Text excerpt
──────────────────────────────
Piramal Pharma Limited’s shares fell 5% after the company received a Form-483 from the US FDA following an inspection of its Turbhe facility. The General GMP (Good Manufacturing Practices) audit, conducted from February 11 to 17, 2025, resulted in six observations.

The observations primarily focus on procedural improvements and operational practices, with no data integrity concerns raised. Piramal Pharma has assured stakeholders that it is preparing a detailed response to address the FDA’s feedback within the stipulated timelines.

Piramal Pharma’s stock opened at ₹190.00, reaching a high of ₹192.34 and a low of ₹187.01. The stock remains significantly below its 52-week high of ₹307.90 but well above the 52-week low of ₹114.35.

Piramal Pharma Q3 results

Piramal Pharma reported a decline in net profit for Q3 FY25, falling to ₹3.7 crore from ₹10.1 crore in the same quarter last year. However, the company achieved a 12.5% increase in income from operations, reaching ₹2,204.2 crore compared to ₹1,958.6 crore in Q3 FY24.
──────────────────────────────
Task 1
According to the Piramal Pharma news text, how many observations did the FDA audit of the Turbhe facility produce?
Task 2
Carry on the Piramal Pharma news text from its final sentence.

Dataset entries
──────────────────────────────
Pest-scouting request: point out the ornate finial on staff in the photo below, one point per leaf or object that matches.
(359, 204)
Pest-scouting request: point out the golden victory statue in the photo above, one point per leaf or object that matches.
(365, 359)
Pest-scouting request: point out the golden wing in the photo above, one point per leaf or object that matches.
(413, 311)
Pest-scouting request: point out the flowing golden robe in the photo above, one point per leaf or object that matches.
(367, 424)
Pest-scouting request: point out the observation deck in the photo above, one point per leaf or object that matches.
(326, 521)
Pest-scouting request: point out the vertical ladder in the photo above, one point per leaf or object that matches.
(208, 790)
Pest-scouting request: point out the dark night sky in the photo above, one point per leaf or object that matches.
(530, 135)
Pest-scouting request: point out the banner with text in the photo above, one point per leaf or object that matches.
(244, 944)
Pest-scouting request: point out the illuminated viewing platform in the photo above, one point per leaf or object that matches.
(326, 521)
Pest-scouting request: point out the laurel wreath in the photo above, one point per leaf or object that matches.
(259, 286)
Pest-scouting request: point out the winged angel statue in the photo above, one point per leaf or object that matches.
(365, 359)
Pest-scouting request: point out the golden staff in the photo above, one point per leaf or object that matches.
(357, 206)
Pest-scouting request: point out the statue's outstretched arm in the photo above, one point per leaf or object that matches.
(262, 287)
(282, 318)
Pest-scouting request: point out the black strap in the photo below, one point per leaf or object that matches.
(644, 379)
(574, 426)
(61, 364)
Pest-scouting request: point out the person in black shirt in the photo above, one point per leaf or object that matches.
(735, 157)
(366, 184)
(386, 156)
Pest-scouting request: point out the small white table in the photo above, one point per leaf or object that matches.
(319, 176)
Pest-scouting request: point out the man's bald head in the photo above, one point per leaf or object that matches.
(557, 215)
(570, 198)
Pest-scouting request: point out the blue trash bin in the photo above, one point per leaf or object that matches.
──────────────────────────────
Exercise response 1
Six observations.

Exercise response 2
Despite the drop in net profit, EBITDA surged by 25.8% to ₹337.7 crore, with the EBITDA margin improving to 15.3% from 13.7% a year ago. The company maintained a stable net-debt-to-EBITDA ratio at 2.8x. Growth in the Contract Development and Manufacturing Organization (CDMO) segment was driven by strong demand for on-patent commercial manufacturing and robust performance in the generic API sector. The Complex Hospital Generics (CHG) business also performed well, particularly in the US, where inhalation anesthesia products like Sevoflurane and Isoflurane contributed to growth.

Piramal Pharma’s India Consumer Healthcare (ICH) division continued to expand, with Power Brands such as Little’s, Polycrol, and CIR registering 19% year-on-year growth, outperforming the industry despite subdued consumer demand.